◆ **Document text**:

Due to heterogeneity of variances, these data were analysed using a
Kruskal-Wallis test followed by a Dunn test (’dunnTest’ function in the
FSA library (Ogle, 2018)) for pairwise differences using the
Benjamini-Hochberg method.
Diet preference under field and lab
conditions
Field trials were conducted between May and June 2018 in grassy lawns
for both naturally occurring colonies of L. niger at the
Botanical Garden of Münster (51°57’55.9”N 7°36’22.9”E), and for L.
neoniger on the campus of Earlham College in Richmond, Indiana
(39°49’15.2”N 84°54’47.0”W). A 7.5 cm microscope slide with 125 µl
portions of all four P:C ratios (as described above) in random order,
was placed near an active nest entrance. Baited nest entrances were at
least 1.5 m apart and each was used only once. After placement, the
number of ants at each food portion was counted every five minutes
during 40 minutes. If other ant species were seen at any food portion at
any location, then that time point and all subsequent time points at
that location were not included in the analysis. We assumed that all
food portions had an equal probability of discovery.

◆ **Data for review**:
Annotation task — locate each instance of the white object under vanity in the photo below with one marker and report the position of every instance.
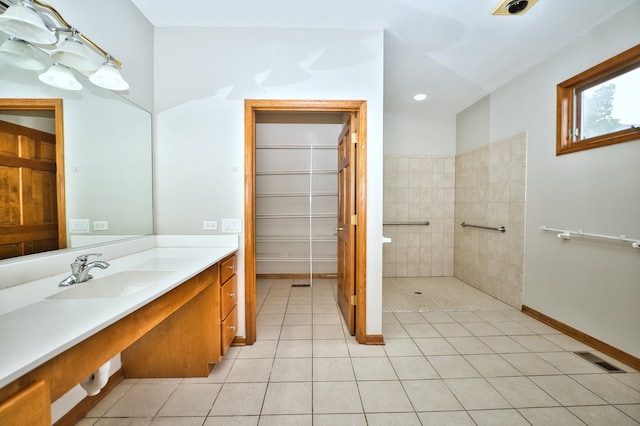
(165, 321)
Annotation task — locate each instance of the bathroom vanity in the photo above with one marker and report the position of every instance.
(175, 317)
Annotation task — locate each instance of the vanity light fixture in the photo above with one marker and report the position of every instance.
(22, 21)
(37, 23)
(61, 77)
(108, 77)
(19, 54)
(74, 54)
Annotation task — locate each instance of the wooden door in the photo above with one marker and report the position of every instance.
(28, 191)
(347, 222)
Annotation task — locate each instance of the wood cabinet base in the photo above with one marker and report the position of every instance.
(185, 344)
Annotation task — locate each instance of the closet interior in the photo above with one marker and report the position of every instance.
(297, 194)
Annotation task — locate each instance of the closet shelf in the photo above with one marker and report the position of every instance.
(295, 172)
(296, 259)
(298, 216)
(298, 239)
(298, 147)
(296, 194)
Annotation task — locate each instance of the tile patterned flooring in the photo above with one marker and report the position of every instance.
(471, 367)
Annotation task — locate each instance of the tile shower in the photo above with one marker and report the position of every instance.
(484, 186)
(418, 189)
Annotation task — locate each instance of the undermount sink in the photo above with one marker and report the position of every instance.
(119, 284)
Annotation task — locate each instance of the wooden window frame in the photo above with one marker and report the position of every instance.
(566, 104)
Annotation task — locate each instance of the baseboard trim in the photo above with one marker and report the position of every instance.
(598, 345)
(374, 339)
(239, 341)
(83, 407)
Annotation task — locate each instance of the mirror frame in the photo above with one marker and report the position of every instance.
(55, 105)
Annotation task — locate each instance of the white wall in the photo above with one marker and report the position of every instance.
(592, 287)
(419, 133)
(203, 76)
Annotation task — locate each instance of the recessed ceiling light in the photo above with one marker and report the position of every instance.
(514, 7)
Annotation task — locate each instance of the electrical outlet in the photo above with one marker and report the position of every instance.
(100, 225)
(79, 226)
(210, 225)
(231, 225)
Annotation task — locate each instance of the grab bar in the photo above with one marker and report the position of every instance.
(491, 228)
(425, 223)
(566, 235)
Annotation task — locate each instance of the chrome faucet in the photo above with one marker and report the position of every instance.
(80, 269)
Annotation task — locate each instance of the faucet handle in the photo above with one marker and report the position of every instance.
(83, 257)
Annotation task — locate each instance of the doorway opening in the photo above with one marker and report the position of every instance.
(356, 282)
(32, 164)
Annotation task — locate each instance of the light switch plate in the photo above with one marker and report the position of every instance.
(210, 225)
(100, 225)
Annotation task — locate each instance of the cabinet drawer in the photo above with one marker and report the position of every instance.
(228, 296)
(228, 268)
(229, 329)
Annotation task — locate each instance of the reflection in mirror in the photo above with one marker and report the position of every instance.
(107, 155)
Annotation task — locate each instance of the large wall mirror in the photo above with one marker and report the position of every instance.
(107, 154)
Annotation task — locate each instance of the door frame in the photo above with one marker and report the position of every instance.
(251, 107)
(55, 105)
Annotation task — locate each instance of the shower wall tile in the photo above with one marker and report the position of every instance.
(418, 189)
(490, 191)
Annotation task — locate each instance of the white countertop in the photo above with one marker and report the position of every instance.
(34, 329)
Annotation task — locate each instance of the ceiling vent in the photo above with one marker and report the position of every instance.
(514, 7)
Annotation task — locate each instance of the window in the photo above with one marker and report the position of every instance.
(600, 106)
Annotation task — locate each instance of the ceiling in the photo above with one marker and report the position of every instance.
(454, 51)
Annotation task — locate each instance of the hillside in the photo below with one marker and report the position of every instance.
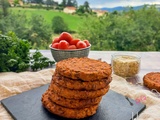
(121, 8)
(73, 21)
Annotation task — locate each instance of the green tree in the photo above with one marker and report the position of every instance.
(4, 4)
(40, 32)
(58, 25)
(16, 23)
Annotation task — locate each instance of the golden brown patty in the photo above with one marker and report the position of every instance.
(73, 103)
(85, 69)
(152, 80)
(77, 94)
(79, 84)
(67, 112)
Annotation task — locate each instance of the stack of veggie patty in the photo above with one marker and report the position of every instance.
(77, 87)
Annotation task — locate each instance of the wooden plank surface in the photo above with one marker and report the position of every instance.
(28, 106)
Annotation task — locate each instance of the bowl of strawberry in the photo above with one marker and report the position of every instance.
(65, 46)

◆ **Exercise prompt**:
Answer these questions about the ant diet study text:
1. Which test was used before the Dunn test?
2. Where were the field trials with L. neoniger held?
3. How often were the ants at each food portion counted, and over what total time?

◆ **Response area**:
1. A Kruskal-Wallis test.
2. On the campus of Earlham College in Richmond, Indiana.
3. Every five minutes, over 40 minutes.